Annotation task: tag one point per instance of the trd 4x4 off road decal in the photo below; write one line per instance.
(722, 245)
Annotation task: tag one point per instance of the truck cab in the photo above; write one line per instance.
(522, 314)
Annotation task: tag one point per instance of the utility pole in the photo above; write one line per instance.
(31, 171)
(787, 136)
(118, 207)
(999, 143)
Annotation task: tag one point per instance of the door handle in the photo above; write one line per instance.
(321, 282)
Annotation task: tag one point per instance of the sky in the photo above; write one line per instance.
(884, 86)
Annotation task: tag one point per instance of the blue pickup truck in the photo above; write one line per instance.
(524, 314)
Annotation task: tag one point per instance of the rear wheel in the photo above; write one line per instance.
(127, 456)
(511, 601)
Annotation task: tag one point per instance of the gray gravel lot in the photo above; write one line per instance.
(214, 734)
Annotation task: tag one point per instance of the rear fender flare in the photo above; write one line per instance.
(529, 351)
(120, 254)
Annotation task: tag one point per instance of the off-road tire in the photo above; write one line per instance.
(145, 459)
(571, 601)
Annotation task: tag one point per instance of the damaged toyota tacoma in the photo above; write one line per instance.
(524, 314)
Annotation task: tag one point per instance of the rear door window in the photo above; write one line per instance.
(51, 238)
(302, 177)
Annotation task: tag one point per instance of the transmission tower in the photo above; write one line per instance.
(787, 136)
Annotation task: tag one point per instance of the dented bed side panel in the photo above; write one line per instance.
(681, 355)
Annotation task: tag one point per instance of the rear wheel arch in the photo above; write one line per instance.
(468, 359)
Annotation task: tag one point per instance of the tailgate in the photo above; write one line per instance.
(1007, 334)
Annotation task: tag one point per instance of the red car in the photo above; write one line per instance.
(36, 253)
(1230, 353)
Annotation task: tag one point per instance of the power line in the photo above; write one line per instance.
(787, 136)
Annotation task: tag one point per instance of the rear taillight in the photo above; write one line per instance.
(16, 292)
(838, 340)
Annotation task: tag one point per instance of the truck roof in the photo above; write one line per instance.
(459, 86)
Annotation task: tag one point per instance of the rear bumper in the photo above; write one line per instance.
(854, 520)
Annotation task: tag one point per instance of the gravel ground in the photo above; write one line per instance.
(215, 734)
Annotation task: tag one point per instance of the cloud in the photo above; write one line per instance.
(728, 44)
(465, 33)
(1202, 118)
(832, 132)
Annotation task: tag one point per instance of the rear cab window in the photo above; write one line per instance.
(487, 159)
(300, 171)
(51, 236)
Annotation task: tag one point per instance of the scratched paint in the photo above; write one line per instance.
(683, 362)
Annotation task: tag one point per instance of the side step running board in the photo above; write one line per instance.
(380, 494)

* * * * * * * * *

Set task :: Restate the data above exactly, keeping each word as it stands.

Worked solution ::
Annotation task: tag one point per instance of the trd 4x4 off road decal in the photo below; write one line per instance.
(722, 245)
Annotation task: tag one point per instance of the truck cab in the photo above; write one line per instance.
(522, 314)
Annotation task: tag one point per instance of the utility pole in the photo above; write one line per instance.
(31, 171)
(787, 136)
(118, 207)
(999, 143)
Annotation task: tag one point per instance of the door handle in the photo above; write one line per instance.
(321, 282)
Annotation task: tag one point per instance of the sky in the photo above; write one line per instance.
(884, 86)
Annotation task: tag one point per instance of the blue pickup truck in the photo above; write one line per instance.
(524, 314)
Annotation task: tag one point per instance of the rear wheel in the photo above; write one line per instance.
(127, 456)
(511, 601)
Annotation task: tag one point per instance of the gray gravel lot in the photo above; write one line per instance.
(214, 734)
Annotation task: tag one point per instance of the rear fender flare in the photo above; write one line per instance.
(529, 351)
(120, 254)
Annotation task: tag one point per instance of the off-road tire in the photo above; write one line per instance.
(145, 459)
(571, 601)
Annotation task: tag one point per instance of the damaged toyota tacoma in the photo above; write one line per instance.
(524, 314)
Annotation task: tag one point per instance of the rear door window in the photo above; write one line per instance.
(51, 238)
(302, 177)
Annotation task: tag one point per instance of the transmission tower in the photo above; write one line per instance.
(787, 136)
Annotation task: tag one point per instance of the dented bed side panel in the photo above; write one line per instance.
(681, 355)
Annotation task: tag one point per instance of the rear wheel arch in the photo above; write one line per instance.
(468, 359)
Annotation task: tag one point per instance of the tailgate in the photo above; write one line per instance.
(1007, 334)
Annotation task: tag one point per instance of the red car in the photo above; write one line per instance.
(36, 253)
(1230, 353)
Annotation task: tag one point per instance of the power line in the photo above; write one line per instance.
(787, 136)
Annotation task: tag one point per instance of the rear taillight in the photo above; write one line per instance.
(16, 292)
(838, 340)
Annotation task: tag one point per instance of the truck roof in the photo above; write one line per instance.
(459, 86)
Annotation task: tag one point per instance of the rear bumper in the photo above; write one line per instance.
(854, 520)
Annotation task: tag one point per instance of the gravel ground in the photo above; write one line per instance.
(215, 734)
Annotation task: tag one point per instance of the cloud in the photo above; write one line per instance.
(728, 44)
(465, 33)
(1202, 118)
(832, 132)
Annotation task: tag one point per instance of the rear cab window in the photo above; write one line per instance.
(487, 159)
(300, 171)
(51, 236)
Annotation task: tag one point per instance of the scratched paint in the photo above; write one line per instance.
(683, 362)
Annotation task: tag one point per instance of the side step running board in the photo above; write one line per instance.
(380, 494)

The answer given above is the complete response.